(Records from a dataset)
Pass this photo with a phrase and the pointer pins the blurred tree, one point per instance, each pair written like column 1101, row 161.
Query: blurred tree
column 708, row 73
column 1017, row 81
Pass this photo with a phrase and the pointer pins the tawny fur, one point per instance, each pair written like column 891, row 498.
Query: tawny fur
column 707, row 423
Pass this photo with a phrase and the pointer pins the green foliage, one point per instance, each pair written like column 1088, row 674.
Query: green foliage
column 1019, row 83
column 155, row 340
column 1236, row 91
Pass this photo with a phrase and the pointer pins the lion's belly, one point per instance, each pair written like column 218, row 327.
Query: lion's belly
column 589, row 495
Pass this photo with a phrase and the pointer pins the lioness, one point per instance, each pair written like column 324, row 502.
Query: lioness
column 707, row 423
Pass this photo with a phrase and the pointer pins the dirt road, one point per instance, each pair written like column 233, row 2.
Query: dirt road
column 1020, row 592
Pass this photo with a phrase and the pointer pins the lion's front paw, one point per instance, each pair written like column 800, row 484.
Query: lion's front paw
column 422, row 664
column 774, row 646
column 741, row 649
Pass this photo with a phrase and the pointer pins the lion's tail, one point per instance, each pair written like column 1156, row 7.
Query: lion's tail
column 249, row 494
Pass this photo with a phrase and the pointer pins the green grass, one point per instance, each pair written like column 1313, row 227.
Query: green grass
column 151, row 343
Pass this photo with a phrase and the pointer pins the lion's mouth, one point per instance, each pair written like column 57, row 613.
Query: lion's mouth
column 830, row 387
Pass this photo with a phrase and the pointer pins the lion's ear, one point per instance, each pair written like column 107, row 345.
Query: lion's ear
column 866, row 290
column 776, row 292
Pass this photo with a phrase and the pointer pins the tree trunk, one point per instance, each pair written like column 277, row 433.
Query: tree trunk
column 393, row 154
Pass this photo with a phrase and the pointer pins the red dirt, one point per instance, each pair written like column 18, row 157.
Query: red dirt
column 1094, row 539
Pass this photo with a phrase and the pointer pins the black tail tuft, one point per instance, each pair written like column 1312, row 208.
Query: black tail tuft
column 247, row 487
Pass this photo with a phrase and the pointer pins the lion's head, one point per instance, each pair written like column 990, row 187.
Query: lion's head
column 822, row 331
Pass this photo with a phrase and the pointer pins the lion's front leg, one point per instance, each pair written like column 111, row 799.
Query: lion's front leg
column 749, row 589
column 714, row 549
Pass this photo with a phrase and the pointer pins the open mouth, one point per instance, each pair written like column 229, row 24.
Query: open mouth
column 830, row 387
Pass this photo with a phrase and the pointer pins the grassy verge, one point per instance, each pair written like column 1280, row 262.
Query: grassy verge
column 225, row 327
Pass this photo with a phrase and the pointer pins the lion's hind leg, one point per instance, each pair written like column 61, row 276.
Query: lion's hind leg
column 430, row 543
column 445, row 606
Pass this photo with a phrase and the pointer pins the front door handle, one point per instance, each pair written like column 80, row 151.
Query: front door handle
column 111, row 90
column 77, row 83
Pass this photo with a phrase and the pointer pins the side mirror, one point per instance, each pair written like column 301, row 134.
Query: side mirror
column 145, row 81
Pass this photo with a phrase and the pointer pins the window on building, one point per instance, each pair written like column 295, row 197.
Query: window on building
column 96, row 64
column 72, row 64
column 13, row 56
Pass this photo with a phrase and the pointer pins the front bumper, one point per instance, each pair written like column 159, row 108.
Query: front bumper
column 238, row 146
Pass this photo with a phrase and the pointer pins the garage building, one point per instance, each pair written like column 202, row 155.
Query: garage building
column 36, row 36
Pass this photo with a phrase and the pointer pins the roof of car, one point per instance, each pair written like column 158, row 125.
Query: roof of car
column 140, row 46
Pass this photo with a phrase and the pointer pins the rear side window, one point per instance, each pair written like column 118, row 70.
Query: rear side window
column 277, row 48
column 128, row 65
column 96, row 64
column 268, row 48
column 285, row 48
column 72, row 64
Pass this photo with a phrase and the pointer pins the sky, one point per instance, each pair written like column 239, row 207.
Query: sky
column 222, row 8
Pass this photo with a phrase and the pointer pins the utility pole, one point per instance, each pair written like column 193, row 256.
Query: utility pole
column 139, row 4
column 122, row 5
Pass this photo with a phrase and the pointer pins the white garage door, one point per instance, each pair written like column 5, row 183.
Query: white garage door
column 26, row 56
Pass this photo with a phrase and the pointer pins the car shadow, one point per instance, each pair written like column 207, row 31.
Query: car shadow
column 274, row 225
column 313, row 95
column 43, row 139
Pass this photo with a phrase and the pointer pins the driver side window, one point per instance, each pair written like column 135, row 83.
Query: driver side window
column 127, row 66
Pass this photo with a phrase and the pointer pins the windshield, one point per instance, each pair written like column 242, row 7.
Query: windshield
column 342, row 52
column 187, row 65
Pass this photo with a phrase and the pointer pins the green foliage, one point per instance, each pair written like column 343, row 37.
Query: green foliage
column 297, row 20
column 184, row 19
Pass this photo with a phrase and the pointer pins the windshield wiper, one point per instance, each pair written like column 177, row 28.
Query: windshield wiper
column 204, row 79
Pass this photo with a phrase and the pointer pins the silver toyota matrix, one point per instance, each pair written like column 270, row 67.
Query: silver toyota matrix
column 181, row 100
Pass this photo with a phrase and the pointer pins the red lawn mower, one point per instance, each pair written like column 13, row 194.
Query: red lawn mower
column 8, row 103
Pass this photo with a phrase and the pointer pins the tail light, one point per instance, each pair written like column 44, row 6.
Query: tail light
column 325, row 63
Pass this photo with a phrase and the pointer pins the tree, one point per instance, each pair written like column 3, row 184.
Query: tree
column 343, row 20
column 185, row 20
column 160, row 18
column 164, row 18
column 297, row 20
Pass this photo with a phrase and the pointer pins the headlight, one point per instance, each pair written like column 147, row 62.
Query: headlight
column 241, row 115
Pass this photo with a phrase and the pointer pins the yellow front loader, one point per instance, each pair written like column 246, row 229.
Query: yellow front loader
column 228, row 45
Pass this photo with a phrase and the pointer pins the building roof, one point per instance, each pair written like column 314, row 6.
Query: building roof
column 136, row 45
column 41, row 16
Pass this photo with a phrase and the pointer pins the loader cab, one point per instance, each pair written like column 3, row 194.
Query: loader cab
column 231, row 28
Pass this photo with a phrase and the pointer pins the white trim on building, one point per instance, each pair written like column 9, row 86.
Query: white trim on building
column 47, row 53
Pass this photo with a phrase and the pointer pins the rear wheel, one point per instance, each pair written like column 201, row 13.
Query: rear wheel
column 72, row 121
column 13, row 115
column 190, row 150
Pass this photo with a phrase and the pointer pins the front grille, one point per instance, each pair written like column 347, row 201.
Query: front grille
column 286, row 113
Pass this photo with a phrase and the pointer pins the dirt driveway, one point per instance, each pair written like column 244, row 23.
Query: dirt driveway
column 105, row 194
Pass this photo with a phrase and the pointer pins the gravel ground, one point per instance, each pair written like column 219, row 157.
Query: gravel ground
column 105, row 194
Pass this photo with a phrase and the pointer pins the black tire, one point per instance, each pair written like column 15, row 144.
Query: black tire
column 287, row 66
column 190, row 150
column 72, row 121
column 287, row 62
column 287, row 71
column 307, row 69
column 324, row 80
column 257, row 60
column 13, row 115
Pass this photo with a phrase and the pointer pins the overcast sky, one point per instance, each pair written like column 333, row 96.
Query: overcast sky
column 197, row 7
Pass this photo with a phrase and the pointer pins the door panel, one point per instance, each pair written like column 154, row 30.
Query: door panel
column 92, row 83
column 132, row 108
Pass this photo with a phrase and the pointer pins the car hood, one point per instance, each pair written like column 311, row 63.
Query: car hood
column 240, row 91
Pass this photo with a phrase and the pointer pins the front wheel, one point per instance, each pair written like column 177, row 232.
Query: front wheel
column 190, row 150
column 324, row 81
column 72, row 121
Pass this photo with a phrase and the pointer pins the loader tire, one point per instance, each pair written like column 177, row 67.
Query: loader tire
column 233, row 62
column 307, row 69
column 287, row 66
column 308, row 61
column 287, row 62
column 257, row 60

DIRECTIONS >>
In the entries above, find the line holding "Query: black tire" and the line holding "154, row 30.", then retype exactly those two lines and every line between them, and nothing else.

OUTPUT FOR THIS EXERCISE >>
Query: black tire
column 287, row 66
column 190, row 150
column 72, row 121
column 287, row 62
column 287, row 71
column 307, row 69
column 324, row 80
column 257, row 60
column 13, row 115
Pass this photo with a phrase and the pointer pins the overcast sky, one point per instance, each pair written like column 333, row 96.
Query: overcast sky
column 197, row 7
Pass this photo with a phrase and the pointer pins the door panel, one point per instance, each pair written like column 154, row 30.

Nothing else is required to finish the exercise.